* Your instructions: Copy out the material word for word, starting at the line containing "the shofar, one" and ending at the line containing "point(414, 136)", with both of those lines included.

* Dataset rows:

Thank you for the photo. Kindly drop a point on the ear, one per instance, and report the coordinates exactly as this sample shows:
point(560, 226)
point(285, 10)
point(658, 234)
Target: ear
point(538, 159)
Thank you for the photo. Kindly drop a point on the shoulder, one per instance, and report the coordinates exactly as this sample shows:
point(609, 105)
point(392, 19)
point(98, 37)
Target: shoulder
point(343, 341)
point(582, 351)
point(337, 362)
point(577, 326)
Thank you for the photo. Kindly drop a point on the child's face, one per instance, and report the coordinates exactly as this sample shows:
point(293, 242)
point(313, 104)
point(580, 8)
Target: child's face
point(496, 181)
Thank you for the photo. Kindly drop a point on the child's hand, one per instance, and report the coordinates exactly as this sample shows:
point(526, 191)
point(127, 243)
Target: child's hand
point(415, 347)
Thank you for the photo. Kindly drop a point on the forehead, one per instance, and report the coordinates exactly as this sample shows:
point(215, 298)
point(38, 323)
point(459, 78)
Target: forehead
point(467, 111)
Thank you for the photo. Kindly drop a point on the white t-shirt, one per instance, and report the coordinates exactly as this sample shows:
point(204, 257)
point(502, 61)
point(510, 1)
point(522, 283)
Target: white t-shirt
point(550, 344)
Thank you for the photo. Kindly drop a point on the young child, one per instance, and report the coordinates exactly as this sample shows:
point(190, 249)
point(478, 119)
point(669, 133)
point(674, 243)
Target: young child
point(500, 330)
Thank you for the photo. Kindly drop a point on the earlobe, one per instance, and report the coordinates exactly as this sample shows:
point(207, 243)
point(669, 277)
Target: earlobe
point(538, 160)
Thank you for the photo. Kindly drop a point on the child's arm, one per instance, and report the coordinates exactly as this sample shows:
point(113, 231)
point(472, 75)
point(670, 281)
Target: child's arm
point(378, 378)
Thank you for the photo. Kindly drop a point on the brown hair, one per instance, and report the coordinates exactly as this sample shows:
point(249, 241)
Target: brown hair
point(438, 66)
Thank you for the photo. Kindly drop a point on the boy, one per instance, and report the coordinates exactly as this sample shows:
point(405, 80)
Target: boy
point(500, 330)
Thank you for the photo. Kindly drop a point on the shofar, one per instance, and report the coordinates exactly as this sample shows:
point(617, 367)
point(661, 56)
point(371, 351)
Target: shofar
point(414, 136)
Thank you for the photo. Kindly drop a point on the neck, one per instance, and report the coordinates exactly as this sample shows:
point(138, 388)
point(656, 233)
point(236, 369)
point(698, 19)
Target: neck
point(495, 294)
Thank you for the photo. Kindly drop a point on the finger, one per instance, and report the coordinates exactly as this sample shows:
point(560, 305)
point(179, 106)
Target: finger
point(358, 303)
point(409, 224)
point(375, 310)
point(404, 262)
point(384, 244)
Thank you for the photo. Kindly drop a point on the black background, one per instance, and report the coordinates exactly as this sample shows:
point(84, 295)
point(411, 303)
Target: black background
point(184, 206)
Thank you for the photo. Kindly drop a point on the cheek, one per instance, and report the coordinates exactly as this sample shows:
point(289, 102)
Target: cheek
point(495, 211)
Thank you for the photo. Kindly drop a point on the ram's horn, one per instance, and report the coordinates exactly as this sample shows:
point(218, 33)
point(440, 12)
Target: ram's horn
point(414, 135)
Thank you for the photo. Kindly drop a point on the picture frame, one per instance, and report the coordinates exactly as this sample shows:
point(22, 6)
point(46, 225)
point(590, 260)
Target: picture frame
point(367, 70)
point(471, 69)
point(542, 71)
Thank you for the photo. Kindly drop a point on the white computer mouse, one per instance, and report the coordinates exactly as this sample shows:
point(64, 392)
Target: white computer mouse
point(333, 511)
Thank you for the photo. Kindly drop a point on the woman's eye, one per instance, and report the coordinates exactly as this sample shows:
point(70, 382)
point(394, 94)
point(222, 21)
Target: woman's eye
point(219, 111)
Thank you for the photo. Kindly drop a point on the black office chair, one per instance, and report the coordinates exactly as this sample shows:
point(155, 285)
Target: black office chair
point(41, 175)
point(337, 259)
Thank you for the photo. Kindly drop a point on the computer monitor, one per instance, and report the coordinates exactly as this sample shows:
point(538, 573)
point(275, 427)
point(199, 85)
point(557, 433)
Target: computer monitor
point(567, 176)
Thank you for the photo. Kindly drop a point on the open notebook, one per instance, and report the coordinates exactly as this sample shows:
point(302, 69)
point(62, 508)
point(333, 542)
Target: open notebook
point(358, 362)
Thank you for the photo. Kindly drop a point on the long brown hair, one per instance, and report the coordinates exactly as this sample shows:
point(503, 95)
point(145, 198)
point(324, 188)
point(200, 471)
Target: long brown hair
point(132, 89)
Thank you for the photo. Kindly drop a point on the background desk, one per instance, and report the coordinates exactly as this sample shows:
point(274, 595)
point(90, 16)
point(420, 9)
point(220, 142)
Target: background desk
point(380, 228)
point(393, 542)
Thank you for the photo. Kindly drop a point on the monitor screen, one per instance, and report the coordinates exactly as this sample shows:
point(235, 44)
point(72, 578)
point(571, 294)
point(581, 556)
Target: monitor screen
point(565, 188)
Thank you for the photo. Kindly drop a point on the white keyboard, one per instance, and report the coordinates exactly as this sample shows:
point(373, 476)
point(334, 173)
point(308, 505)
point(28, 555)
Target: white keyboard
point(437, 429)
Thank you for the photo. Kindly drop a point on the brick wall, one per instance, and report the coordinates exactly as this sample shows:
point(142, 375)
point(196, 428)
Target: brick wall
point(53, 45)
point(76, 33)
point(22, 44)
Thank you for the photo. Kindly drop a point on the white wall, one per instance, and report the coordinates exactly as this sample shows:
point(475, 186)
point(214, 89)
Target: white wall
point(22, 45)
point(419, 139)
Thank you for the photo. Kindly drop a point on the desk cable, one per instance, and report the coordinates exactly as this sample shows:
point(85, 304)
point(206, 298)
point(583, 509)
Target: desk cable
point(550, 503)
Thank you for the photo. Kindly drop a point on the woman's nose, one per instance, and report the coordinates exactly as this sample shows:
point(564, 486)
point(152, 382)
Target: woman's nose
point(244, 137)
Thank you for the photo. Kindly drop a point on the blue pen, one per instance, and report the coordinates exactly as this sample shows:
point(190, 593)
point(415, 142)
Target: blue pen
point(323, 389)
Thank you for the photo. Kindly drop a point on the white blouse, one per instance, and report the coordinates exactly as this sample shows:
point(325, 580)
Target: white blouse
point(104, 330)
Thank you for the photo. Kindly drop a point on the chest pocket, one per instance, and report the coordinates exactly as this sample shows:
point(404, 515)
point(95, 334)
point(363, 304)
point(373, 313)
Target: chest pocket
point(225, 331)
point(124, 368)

* Response:
Thank you for the photo. Kindly drop a point on the shofar, one per instance, and report the coordinates exactly as this sample shows:
point(617, 367)
point(661, 56)
point(371, 351)
Target: shofar
point(414, 136)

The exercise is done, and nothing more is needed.